Howard's defense was a complete denial of implication in the shooting and an alibi. He denied ever mentioning it was worth $1,000 to get rid of Ellis. He did admit to giving Williams $250, but claimed it was for an unmounted diamond Williams sold to him on Christmas Eve. A court reporter testified on rebuttal that on an earlier occasion Howard had said he gave Williams the $250 for the purpose of enabling Williams and Ellis to leave town and to hide out in Chicago.

Erving's defense was also a denial and an alibi. He claimed he and Howard were in Council Bluffs at the time Donald Williams claimed the killing took place. There was no question the defendants had been in Council Bluffs earlier that evening. There was, however, some inconsistency in the time involved, which, if believed by the jury, was consistent with Donald Williams' testimony.

******

What needs to be done: In the passage on the two defenses, rewrite the part starting at "Howard's defense was" and ending at "out in Chicago.", changing "diamond" to "ruby".

Source material:
******

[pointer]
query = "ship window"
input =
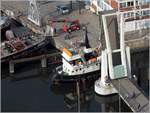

******

Worked answer:
Howard's defense was a complete denial of implication in the shooting and an alibi. He denied ever mentioning it was worth $1,000 to get rid of Ellis. He did admit to giving Williams $250, but claimed it was for an unmounted ruby Williams sold to him on Christmas Eve. A court reporter testified on rebuttal that on an earlier occasion Howard had said he gave Williams the $250 for the purpose of enabling Williams and Ellis to leave town and to hide out in Chicago.